▶ **Source document**:
+++++

Eric, API was the importer for Benjamin products in Manie, but is no longer in business.  The correct link to the manufacturer's website is:   http://www.benjaminheating.com/cc500_series.htm


----------



## Mainewood

gshep said:
			
		

> Thank you Mainewood,
> I actually tried calling the manufactor last week; I spoke with someone who was suppose to be Tech support and he was very nasty; I hung up on him. If tech support is not going to be support; then why bother. I will try again with hope that my experience be better the 2nd time around
> .
> By the way, are you still using the benjamin? Have you  had any problems, leaks, etc? Can you use one side of the boiler predominately, be it wood or oil; without effecting the system. How much space is your unit heating and is that space well insulated.



Yes, I am still using the Benjamin and enjoying the fact that I am not burning 1100 gals of fossil fuel.  If you want to discuss further, send me an e-mail.


----------



## Jimxt88

I'm afraid you have lost her.  You guys went right over what her primary concerns were after keeping her house heated..." but I’m a middle aged woman who hasn’t the time nor desire to be married to a wood only boiler. I’m looking to simplfy things. What happens during cold spells? How does the wood get into the firebox if I’m away?"  So what do you say guys... how does she keep the pipes from freezing if she doesn't have an automatic fossil fuel backup.  Listen to the customer....  I know I'm butting in but I want Gshep to know she is being heard.


----------



## Eric Johnson

I think we're addressing her concerns. I'm suggesting leaving her existing oil boiler in place as a backup and installing a dedicated wood-fired boiler for primary heat. The alternative is to tear out the existing oil boiler and install a combination wood/oil boiler. My point is that it's unsafe and inconvenient to vent both oil and wood sides into the same flue. I've done it, and I don't recommend it. I'm also suggesting that it's unwise to put your entire heating system into one pressure vessel if you can avoid it. Better to have two separate appliances that can be isolated from the system in the event of a problem, such as a leak or a plugged chimney.

+++++

Decide whether each statement agrees with the boiler thread above, answering yes or no and quoting the words from the thread that settle it: (a) The importer of Benjamin products is still in business. (b) Eric Johnson recommends venting the oil and wood sides into the same flue. (c) Mainewood still uses the Benjamin.

+++++

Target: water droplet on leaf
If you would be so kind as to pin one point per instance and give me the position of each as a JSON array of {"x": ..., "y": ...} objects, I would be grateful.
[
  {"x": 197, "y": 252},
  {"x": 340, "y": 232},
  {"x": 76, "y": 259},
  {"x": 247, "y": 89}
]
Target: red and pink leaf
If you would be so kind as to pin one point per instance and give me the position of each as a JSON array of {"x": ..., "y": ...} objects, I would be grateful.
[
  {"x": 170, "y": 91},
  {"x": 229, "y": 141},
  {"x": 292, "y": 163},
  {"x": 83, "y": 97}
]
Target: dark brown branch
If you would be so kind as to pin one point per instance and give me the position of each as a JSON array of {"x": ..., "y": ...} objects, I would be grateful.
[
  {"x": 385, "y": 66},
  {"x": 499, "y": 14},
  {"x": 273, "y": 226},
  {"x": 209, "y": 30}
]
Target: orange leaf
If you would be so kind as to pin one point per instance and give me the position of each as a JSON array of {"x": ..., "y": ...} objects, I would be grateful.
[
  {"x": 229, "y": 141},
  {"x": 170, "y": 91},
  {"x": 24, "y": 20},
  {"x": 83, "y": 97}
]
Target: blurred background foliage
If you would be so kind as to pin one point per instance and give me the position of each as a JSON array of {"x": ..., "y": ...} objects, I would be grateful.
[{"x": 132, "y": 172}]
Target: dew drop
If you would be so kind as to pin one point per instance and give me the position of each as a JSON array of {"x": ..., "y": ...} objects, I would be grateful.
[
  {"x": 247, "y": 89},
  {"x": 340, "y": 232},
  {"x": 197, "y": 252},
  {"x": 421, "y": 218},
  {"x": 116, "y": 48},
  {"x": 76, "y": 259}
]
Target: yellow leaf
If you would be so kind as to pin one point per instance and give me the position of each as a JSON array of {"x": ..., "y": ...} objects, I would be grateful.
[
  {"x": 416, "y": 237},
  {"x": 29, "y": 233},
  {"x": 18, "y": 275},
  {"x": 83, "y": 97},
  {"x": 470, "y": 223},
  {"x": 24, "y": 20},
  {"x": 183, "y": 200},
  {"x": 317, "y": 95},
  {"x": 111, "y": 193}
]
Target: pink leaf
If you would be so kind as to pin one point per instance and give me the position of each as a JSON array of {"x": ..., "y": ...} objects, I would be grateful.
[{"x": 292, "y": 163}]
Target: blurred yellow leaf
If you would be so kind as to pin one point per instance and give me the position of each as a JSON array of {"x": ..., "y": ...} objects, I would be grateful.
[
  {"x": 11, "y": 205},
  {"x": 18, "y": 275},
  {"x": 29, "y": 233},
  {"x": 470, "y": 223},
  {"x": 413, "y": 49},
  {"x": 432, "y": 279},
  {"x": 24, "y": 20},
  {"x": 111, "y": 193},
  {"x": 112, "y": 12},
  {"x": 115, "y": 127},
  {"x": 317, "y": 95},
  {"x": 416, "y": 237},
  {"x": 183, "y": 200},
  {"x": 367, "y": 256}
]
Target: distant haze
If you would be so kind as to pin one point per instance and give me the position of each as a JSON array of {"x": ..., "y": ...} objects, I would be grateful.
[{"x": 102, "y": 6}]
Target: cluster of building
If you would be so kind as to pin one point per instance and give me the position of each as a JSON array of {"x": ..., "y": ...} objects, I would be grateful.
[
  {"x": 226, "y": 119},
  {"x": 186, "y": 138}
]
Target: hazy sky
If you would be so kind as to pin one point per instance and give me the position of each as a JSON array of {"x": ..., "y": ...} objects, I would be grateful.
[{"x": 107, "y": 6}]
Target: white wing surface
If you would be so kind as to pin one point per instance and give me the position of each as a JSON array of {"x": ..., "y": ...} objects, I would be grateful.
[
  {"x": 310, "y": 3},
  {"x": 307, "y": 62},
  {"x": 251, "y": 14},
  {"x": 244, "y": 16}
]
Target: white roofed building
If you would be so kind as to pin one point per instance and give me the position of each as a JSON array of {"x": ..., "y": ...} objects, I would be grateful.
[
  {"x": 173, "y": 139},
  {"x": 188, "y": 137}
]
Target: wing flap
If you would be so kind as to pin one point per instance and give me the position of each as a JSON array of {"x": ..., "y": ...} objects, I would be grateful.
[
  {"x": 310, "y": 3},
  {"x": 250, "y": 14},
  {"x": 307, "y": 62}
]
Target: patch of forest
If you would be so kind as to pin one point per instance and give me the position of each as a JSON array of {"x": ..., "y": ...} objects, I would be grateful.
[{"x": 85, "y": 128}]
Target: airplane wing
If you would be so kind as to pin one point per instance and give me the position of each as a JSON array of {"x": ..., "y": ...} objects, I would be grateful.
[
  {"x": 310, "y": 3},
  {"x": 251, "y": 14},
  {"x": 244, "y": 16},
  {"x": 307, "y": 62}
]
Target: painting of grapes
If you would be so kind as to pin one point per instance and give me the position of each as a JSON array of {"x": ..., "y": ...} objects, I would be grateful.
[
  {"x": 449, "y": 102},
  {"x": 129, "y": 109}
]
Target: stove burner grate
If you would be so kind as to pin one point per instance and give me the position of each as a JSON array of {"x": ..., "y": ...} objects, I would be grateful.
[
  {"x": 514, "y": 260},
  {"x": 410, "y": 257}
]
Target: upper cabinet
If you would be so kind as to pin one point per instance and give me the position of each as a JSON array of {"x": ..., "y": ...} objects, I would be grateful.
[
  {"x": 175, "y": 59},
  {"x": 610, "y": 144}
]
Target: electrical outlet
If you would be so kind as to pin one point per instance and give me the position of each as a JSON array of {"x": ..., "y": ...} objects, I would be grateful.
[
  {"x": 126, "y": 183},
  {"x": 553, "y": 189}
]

+++++

▶ **Written reply**:
(a) No: "is no longer in business."
(b) No: "it's unsafe and inconvenient to vent both oil and wood sides into the same flue. I've done it, and I don't recommend it."
(c) Yes: "Yes, I am still using the Benjamin"